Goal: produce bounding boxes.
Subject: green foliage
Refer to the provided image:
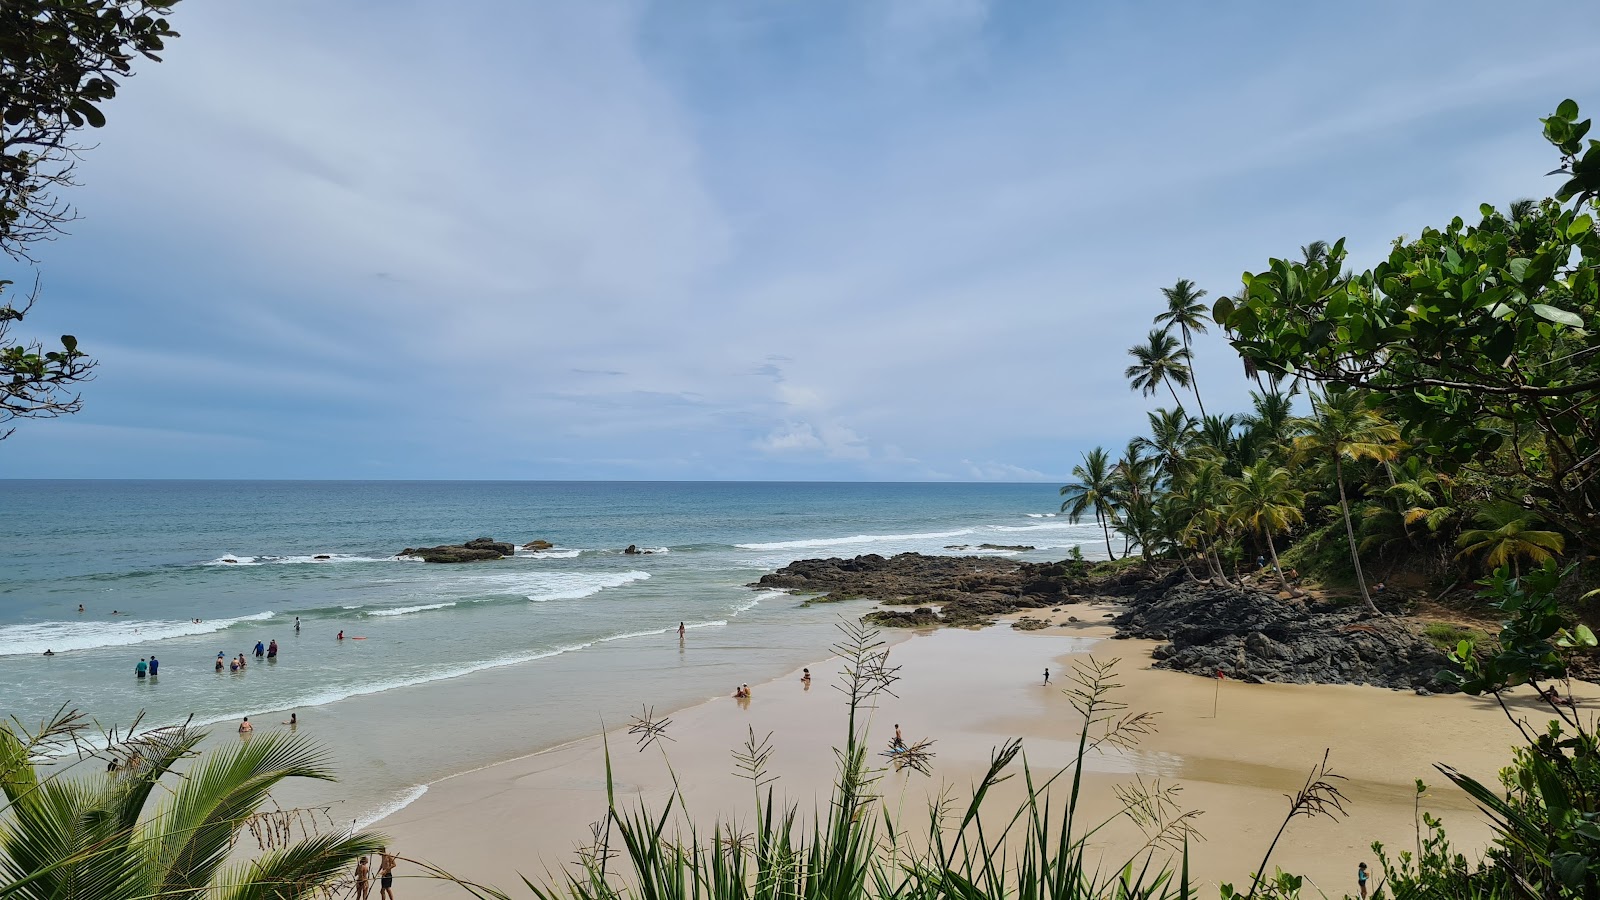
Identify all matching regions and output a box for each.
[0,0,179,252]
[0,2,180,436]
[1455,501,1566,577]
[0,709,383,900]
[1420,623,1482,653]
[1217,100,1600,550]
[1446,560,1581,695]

--------------------------------------------------

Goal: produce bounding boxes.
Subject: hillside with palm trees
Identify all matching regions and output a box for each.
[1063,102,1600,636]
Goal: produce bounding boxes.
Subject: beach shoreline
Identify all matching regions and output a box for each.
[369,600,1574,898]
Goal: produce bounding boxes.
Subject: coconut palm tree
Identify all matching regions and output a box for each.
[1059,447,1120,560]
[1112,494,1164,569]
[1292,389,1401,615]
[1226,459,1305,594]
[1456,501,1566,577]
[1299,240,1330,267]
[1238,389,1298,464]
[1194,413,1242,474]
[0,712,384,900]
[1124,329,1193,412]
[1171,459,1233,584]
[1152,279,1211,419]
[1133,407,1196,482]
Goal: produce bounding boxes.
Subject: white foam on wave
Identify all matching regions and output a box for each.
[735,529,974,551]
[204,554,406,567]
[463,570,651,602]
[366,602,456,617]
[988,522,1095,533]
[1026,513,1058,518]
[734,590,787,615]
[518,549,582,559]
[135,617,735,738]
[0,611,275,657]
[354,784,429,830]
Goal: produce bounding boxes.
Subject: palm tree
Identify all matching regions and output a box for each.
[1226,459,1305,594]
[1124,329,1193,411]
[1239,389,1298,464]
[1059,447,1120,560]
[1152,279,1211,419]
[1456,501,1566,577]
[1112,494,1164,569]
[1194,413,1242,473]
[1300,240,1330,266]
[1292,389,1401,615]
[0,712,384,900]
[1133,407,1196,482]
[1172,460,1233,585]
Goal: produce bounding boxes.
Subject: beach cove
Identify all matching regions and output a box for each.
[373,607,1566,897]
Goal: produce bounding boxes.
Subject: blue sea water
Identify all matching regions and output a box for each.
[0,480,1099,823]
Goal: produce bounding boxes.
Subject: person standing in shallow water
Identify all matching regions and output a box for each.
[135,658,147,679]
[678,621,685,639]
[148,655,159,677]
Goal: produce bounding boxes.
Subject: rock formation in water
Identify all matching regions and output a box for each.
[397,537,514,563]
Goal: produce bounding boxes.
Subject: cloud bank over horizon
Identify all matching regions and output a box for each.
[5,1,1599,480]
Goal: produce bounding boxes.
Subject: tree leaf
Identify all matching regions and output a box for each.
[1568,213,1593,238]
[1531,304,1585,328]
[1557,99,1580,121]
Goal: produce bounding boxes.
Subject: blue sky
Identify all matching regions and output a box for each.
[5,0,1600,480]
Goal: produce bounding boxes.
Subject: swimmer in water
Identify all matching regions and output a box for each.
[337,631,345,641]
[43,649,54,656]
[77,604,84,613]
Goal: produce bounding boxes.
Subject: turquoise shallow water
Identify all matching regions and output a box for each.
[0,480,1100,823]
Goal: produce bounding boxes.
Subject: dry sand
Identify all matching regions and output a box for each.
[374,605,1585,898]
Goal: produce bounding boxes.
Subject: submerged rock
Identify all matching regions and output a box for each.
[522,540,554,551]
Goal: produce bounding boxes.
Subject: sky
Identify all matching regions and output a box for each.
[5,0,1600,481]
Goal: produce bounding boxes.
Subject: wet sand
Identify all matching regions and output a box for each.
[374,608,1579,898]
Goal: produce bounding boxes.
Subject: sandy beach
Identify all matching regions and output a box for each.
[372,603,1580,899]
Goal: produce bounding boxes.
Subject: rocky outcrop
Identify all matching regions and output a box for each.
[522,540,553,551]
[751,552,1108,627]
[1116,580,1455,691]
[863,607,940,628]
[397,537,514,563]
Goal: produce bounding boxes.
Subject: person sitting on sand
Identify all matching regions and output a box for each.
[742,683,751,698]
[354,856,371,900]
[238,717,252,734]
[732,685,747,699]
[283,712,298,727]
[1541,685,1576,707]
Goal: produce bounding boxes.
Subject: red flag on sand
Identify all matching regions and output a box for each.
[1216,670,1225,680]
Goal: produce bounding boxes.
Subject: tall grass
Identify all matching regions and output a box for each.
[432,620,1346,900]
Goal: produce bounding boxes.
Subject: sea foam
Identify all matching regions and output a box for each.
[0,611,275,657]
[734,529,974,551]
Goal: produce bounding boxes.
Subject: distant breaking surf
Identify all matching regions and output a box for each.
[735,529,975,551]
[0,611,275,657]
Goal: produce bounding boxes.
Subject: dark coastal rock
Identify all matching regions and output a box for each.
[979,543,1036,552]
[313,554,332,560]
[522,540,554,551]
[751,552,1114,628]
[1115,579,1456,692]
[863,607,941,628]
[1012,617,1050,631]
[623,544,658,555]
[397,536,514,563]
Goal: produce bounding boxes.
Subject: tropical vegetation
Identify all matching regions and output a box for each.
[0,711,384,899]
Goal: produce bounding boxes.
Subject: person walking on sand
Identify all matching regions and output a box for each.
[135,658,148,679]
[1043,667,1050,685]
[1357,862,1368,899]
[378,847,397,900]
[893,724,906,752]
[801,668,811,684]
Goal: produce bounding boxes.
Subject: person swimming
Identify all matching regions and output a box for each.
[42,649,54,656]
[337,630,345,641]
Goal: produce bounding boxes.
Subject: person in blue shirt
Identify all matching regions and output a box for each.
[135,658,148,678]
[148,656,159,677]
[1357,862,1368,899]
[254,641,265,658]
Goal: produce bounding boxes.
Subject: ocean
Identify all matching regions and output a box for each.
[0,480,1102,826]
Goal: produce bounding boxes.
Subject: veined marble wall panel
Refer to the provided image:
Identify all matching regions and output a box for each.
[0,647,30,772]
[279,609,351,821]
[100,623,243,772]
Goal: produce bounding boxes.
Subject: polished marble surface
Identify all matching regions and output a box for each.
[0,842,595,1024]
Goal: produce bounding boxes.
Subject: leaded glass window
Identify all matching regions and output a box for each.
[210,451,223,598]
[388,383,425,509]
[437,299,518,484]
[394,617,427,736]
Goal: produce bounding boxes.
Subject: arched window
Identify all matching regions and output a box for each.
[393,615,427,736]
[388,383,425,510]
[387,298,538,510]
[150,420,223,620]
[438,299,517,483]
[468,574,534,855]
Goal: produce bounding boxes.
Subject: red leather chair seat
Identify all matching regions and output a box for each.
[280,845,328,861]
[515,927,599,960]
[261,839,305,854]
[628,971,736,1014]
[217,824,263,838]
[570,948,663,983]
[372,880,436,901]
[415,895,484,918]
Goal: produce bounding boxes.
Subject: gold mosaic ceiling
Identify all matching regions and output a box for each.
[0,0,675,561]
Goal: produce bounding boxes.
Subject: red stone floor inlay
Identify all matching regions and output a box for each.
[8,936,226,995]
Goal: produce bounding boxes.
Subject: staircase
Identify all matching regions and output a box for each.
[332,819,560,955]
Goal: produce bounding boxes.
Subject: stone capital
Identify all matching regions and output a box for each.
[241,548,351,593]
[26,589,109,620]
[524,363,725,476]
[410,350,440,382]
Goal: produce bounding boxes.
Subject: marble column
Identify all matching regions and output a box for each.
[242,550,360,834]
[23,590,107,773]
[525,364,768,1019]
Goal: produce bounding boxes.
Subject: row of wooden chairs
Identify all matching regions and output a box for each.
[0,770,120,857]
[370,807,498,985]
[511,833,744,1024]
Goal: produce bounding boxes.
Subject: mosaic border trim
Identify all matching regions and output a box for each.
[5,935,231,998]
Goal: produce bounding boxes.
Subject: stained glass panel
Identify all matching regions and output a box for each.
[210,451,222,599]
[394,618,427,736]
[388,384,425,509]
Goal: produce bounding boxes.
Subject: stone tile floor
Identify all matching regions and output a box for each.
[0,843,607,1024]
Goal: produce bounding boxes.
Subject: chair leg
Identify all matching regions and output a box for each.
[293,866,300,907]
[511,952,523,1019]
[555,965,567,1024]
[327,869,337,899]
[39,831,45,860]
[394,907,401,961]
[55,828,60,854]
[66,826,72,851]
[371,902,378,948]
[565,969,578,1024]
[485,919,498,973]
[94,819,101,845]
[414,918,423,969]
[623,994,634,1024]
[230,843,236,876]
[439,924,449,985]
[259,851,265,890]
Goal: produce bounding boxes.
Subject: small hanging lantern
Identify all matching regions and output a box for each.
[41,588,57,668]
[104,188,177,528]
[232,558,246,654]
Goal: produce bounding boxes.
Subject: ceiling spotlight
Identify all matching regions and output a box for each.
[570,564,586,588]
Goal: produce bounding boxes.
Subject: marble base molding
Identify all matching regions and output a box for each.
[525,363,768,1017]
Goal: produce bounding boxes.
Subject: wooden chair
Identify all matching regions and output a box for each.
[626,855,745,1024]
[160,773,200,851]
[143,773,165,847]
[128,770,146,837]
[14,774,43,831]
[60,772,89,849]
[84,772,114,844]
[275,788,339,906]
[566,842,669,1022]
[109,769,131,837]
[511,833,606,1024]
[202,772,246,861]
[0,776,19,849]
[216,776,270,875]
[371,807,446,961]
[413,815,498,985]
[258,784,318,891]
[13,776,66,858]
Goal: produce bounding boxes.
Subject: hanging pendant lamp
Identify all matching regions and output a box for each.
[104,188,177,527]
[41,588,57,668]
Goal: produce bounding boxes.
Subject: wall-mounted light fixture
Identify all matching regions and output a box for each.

--------------------------------------------------

■ Action item
Please give the number of lines in the data where "ceiling" appears, without any other words.

■ Answer to the exercise
2